▶ [PROMPT]: From the first line to the last, output the entries exactly.

# # # #

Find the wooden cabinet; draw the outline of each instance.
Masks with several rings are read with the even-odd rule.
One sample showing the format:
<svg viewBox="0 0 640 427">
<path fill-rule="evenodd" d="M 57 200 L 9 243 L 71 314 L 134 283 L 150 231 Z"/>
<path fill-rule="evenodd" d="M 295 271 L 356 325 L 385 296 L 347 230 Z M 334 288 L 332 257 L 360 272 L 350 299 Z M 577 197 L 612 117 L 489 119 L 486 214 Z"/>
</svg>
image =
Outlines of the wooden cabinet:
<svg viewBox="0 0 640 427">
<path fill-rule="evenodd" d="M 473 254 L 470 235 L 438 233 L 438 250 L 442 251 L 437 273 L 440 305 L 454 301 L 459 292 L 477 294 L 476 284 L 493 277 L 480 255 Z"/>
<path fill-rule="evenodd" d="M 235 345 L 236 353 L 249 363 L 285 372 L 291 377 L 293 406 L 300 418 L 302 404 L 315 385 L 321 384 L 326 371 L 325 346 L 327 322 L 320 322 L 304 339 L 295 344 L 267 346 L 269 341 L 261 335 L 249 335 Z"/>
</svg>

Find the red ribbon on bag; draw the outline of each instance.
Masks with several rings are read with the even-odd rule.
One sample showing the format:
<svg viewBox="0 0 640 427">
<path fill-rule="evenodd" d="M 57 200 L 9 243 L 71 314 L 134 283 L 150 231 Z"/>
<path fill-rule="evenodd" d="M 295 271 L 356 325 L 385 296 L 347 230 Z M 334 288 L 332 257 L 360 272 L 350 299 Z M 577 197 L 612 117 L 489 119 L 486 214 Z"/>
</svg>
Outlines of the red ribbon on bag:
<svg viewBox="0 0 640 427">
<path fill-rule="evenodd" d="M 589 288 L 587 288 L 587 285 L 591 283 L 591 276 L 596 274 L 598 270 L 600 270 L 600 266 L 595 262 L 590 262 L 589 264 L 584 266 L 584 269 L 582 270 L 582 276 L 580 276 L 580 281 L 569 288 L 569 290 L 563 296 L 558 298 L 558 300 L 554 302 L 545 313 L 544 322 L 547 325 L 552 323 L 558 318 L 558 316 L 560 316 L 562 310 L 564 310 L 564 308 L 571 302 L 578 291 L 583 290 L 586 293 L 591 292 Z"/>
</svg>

# # # #

▶ [YOUR RESPONSE]:
Find the wooden cabinet; draw the outline of each instance.
Masks with several rings are read with the even-odd rule.
One sample showing the format:
<svg viewBox="0 0 640 427">
<path fill-rule="evenodd" d="M 57 200 L 9 243 L 71 314 L 134 283 L 150 231 Z"/>
<path fill-rule="evenodd" d="M 295 271 L 356 325 L 385 296 L 347 230 Z M 334 288 L 332 257 L 360 272 L 350 299 Z M 577 197 L 612 117 L 489 119 L 486 214 Z"/>
</svg>
image =
Outlines of the wooden cabinet:
<svg viewBox="0 0 640 427">
<path fill-rule="evenodd" d="M 473 254 L 470 235 L 438 233 L 438 250 L 442 251 L 437 273 L 440 305 L 454 301 L 459 292 L 477 294 L 476 284 L 493 277 L 480 255 Z"/>
<path fill-rule="evenodd" d="M 235 345 L 236 353 L 249 363 L 285 372 L 291 377 L 293 406 L 300 418 L 302 404 L 315 385 L 321 384 L 326 371 L 325 346 L 327 322 L 320 322 L 304 339 L 295 344 L 267 346 L 269 341 L 261 335 L 249 335 Z"/>
</svg>

Find the red ribbon on bag; draw the outline of each instance.
Masks with several rings are read with the even-odd rule.
One sample showing the format:
<svg viewBox="0 0 640 427">
<path fill-rule="evenodd" d="M 57 200 L 9 243 L 71 314 L 134 283 L 150 231 Z"/>
<path fill-rule="evenodd" d="M 295 271 L 356 325 L 385 296 L 347 230 Z M 334 288 L 332 257 L 360 272 L 350 299 Z M 577 197 L 612 117 L 489 119 L 486 214 Z"/>
</svg>
Outlines of the red ribbon on bag:
<svg viewBox="0 0 640 427">
<path fill-rule="evenodd" d="M 589 288 L 587 288 L 587 285 L 591 283 L 591 276 L 596 274 L 598 270 L 600 270 L 600 266 L 595 262 L 590 262 L 589 264 L 584 266 L 584 269 L 582 270 L 582 276 L 580 276 L 580 281 L 569 288 L 569 290 L 563 296 L 558 298 L 558 300 L 554 302 L 545 313 L 544 322 L 547 325 L 552 323 L 558 318 L 558 316 L 560 316 L 562 310 L 564 310 L 564 308 L 571 302 L 578 291 L 583 290 L 586 293 L 591 292 Z"/>
</svg>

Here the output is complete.